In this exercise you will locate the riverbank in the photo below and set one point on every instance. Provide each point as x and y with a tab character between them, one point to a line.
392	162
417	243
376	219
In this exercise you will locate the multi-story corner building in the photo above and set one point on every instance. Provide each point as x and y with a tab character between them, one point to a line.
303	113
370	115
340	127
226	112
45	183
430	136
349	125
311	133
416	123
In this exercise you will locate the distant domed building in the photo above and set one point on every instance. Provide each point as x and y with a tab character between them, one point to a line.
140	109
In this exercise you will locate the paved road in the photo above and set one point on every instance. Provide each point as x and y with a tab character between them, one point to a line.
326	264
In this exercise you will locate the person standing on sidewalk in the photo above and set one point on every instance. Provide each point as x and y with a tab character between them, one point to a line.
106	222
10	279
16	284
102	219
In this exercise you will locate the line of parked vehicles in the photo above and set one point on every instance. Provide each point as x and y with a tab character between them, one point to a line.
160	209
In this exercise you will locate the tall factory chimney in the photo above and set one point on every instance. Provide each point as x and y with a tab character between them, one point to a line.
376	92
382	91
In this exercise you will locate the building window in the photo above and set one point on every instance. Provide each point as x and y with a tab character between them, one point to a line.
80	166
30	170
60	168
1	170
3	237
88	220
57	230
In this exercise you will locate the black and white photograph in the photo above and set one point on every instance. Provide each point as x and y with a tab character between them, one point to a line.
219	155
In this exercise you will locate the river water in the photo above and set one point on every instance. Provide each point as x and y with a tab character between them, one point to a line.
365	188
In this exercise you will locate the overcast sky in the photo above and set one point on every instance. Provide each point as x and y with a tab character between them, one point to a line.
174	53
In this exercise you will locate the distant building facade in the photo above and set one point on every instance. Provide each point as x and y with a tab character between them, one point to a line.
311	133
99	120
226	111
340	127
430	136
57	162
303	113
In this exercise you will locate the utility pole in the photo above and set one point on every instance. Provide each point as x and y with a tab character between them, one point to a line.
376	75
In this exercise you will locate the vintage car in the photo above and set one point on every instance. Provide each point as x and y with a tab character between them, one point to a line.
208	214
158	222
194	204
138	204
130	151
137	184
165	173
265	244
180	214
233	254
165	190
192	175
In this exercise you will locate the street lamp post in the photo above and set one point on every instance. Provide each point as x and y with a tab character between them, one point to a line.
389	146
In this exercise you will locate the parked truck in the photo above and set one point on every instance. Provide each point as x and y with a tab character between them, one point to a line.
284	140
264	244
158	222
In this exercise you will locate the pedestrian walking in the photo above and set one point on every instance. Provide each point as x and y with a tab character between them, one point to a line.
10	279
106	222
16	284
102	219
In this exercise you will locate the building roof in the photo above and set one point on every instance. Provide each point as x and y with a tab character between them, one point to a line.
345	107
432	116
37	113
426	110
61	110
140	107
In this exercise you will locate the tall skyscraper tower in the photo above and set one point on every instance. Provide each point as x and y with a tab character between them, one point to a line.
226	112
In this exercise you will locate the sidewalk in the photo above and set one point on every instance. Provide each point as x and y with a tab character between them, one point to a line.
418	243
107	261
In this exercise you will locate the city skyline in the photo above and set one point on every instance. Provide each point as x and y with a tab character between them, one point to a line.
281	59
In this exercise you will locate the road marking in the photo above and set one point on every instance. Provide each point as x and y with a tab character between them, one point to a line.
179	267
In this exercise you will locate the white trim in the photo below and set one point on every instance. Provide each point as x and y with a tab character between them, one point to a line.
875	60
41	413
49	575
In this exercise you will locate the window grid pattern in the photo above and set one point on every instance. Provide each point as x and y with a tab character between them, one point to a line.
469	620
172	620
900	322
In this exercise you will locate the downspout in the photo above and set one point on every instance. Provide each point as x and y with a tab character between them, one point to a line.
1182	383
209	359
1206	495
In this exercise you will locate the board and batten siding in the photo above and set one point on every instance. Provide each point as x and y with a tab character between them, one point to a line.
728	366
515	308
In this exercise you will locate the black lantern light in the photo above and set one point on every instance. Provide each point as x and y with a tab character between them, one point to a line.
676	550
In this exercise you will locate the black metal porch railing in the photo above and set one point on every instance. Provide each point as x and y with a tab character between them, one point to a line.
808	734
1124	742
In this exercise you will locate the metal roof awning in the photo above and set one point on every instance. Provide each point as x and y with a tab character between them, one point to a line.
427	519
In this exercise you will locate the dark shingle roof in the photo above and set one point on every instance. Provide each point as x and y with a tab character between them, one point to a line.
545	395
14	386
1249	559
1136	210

==========

[What you will do] Output an exact copy of the lines beginning at the one that holds "In this exercise you will locate the downspout" and running through the final line of the records.

[Completed exercise]
In this exercise you will locate the downspout in the photo above and set one point on every instance. Provide each point as x and y with a tab character between them, one point to a line.
1182	383
209	359
1206	495
In this exercise you will locate the board and batten siding in the photo above and set one point on every instance. Provide each point as x and y with a tab character between them, one point to a line.
728	366
515	308
In this exercise you will locate the black lantern light in the photo above and set one point on every instance. Provide each point as x and y with a tab character between them, one point to a line.
676	550
In this exercise you will locate the black metal porch railing in the photo above and set one point on every instance. Provide each point as x and y with a tab character between them, one point to a line.
808	734
1124	742
In this exercise you will locate the metal roof awning in the photo above and set one point on every instance. Provide each point as x and y with a tab character between them, one point to a line.
427	519
In this exercise you will locate the dark shingle roof in the photo above and set one point on every instance. Provide each point as x and y with a tab character between them, one point to a line.
545	395
14	386
1249	559
1136	210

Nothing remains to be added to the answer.